→ **Supplied records**
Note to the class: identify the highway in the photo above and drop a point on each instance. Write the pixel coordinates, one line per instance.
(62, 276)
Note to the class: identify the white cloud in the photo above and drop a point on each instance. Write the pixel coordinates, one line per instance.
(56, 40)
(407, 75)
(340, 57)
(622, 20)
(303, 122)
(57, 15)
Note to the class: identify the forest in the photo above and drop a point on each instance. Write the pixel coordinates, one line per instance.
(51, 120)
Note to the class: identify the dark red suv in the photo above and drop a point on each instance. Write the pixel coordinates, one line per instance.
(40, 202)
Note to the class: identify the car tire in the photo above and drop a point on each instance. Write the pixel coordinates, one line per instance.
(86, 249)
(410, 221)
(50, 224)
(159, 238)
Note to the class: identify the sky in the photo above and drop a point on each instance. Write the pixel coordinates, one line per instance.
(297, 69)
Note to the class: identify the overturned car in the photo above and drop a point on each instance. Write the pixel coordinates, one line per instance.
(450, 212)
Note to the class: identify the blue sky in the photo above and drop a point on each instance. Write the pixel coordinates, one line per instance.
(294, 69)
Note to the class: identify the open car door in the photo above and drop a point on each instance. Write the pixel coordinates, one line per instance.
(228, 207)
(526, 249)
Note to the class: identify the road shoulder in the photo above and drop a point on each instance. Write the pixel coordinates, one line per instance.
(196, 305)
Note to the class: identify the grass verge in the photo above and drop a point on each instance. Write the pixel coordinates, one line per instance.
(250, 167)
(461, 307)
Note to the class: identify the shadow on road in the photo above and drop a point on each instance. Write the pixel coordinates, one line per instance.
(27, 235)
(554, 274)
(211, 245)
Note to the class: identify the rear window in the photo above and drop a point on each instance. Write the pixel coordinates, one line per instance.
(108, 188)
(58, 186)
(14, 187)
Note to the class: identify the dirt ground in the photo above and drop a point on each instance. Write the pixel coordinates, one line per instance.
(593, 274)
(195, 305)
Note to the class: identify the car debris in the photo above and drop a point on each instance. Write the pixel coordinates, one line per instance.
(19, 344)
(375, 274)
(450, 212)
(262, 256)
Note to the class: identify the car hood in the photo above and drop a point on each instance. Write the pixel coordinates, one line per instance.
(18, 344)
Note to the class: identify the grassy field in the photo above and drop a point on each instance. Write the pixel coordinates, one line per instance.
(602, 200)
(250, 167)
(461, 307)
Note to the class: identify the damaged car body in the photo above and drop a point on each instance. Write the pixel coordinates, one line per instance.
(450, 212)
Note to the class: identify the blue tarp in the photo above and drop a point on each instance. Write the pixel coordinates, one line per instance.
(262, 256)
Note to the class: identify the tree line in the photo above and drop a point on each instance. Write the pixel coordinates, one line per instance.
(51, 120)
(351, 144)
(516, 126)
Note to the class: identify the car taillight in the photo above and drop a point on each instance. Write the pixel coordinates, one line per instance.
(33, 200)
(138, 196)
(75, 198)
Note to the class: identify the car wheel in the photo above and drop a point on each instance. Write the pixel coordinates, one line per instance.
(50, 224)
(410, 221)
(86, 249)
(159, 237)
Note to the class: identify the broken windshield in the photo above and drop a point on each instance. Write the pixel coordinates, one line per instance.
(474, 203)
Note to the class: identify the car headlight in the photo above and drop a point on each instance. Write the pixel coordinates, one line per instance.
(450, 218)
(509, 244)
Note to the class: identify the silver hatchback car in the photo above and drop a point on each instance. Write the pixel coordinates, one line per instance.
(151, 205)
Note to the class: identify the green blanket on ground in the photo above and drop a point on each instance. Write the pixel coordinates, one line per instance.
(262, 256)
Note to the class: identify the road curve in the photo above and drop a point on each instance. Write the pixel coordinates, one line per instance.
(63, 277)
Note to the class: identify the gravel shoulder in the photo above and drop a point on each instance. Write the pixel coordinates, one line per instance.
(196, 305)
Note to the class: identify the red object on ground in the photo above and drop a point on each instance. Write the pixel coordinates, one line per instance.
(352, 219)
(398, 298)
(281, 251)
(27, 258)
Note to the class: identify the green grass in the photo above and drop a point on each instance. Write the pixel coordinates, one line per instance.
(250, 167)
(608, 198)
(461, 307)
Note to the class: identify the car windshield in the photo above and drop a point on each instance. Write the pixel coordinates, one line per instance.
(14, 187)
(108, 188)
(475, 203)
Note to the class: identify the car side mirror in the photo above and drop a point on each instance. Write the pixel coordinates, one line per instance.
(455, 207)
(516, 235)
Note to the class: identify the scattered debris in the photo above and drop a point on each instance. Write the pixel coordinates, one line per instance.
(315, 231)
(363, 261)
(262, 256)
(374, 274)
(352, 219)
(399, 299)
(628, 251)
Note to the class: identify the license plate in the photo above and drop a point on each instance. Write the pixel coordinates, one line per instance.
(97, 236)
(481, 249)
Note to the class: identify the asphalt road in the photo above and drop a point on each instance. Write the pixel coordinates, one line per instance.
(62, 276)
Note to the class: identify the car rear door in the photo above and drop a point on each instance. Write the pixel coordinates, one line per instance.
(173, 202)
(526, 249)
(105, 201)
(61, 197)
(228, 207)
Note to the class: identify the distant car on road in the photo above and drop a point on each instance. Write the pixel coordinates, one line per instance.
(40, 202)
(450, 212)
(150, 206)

→ **Given problem**
Each entry above is to be set down again in exactly the same words.

→ **Written solution**
Note to the class: identify the highway in the photo above and drop a point on each instance. Write the pixel coordinates, one line per instance.
(62, 276)
Note to the class: identify the white cloud in the photo above and drop a point on each instance. Write the pixel coordinates, one line per instance.
(56, 40)
(407, 75)
(340, 57)
(622, 20)
(303, 122)
(57, 15)
Note to the class: identify the forest in the photo above and drop a point on each instance. Write the pixel coordinates, one line per instance.
(51, 120)
Note to the class: identify the dark red suv in the photo above and drop a point on each instance. Write the pixel coordinates, one line per instance.
(40, 202)
Note to the class: identify the car tire in the photo above and drop a point on each instance. Write the pixel coordinates, one line per instance.
(86, 249)
(410, 221)
(50, 224)
(159, 238)
Note to the class: identify the sky in the photo above and drop a point on each instance. Write the pixel coordinates, one line per instance.
(297, 69)
Note to the class: identify the overturned car in the photo above and drop a point on each instance. Write the pixel coordinates, one line per instance.
(450, 212)
Note to the class: identify the blue sky in the photo above and drop a point on each instance. Write the pixel coordinates, one line per instance.
(294, 69)
Note to the class: identify the open car door in the photo above and drop a point on each instance. Write the pixel coordinates, one line per instance.
(228, 207)
(526, 249)
Note to the class: identify the road shoulder in the photo above and drop a point on each instance. Write the pixel coordinates, one line per instance.
(196, 305)
Note to the class: identify the grass verge in the photo above and drop a point on each instance. Write the pixel coordinates, one line per instance.
(250, 167)
(461, 307)
Note to the class: identify the shadow on road in the photo above and drop a point on each instance. Write the pixel coordinates, one line per instance.
(27, 235)
(554, 274)
(211, 245)
Note to the class: identify the rear window in the photo above and drop a point on each instance. Write the pixel coordinates, one line per instance.
(108, 188)
(58, 186)
(14, 187)
Note to the class: identify the dirt ground in the photo above and drop a point on each instance. Write the pixel coordinates, one line per instance.
(593, 274)
(195, 305)
Note to the class: identify the car debris in the photo above and drop a point on each instance. Write the pixel coordinates, one line per instance.
(19, 344)
(375, 274)
(450, 212)
(262, 256)
Note to the class: identify the car hood in the photo above and drop a point on each instance. Write the pixel coordinates, one line per instance.
(18, 344)
Note to the class: identify the grassy field in the photo above and drop a point on each instance. Write the pixel coordinates, one line per instance.
(602, 200)
(250, 167)
(461, 307)
Note to the class: identify the damaged car body in the photo above and drop a point on each instance. Write the pixel coordinates, one line per instance.
(450, 212)
Note to the class: identify the blue tarp in the photo above and drop a point on each instance. Write the pixel coordinates, one line per instance.
(262, 256)
Note to the class: identify the tree line in the photo above and drop a point on each instance. Write the pixel coordinates, one line per instance.
(51, 120)
(351, 144)
(516, 126)
Note to the class: identify the car taillight in the photo above and drop a point on each instance. Write the pixel coordinates, one line per instance.
(33, 200)
(138, 196)
(75, 198)
Note to the class: identify the car wheel in the photo above and drop a point on each instance. Write the pixel coordinates, one line per instance.
(50, 224)
(410, 221)
(86, 249)
(159, 237)
Note to the class: identify the broken windshield in the photo above and drop a point on each instance. Write the pixel coordinates, one line per instance.
(474, 203)
Note to the class: identify the car headlight in the photo above and drop a point on each instance. Write the pixel coordinates, one line per instance.
(450, 218)
(509, 244)
Note to the class: identify the silver hatchback car in the photo above and drop a point on each instance. Write the pixel coordinates, one line per instance.
(151, 205)
Note to the class: identify the green blanket on ground in the photo above and drop a point on each instance. Write the pixel coordinates, one line per instance.
(262, 256)
Note to the class: identify the road curve in the photo above and drop a point on each instance. Write the pixel coordinates, one line per instance.
(63, 277)
Note to the class: identify the gravel shoulder in the photo above and drop a point on each instance. Write the pixel coordinates, one line per instance.
(196, 305)
Note to the class: identify the red object on ground in the photo above and drop a point on each instance. Write the pixel coordinates, one line per instance.
(352, 219)
(398, 298)
(281, 251)
(27, 258)
Note to the class: identify the green grass in the photo above and drop a point on each instance. Write the pixel coordinates, one line per instance.
(250, 167)
(608, 198)
(461, 307)
Note to the class: identify the car windshield in the photo above and drop a point on each instance. Write the pixel coordinates, one line per instance.
(14, 187)
(108, 188)
(475, 203)
Note to the class: identify the car side mirror in the photo above and drop a point on each instance. Write the pixel coordinates, one line per instance.
(455, 207)
(516, 235)
Note to the class: identify the scattered debris in the photo above and drop a point on each instance. Write the pixel coordinates, one line per instance.
(315, 231)
(363, 261)
(262, 256)
(374, 274)
(352, 219)
(399, 299)
(628, 251)
Note to the class: identify the license plate in the photo above and drop a point on each instance. Write the pixel coordinates, one line per instance.
(97, 236)
(481, 249)
Note to the class: identify the asphalt road in the photo above and drop a point on each instance. Write the pixel coordinates, one line per instance.
(62, 276)
Note to the class: identify the car rear door in the photo above and drop a point on each instance. Write the pixel coordinates, one line per instance.
(173, 202)
(526, 249)
(105, 201)
(61, 197)
(228, 207)
Note to the class: identify the distant car on road in the photo above and drop a point on each instance. Write the pixel coordinates, one line per instance.
(40, 202)
(450, 212)
(150, 206)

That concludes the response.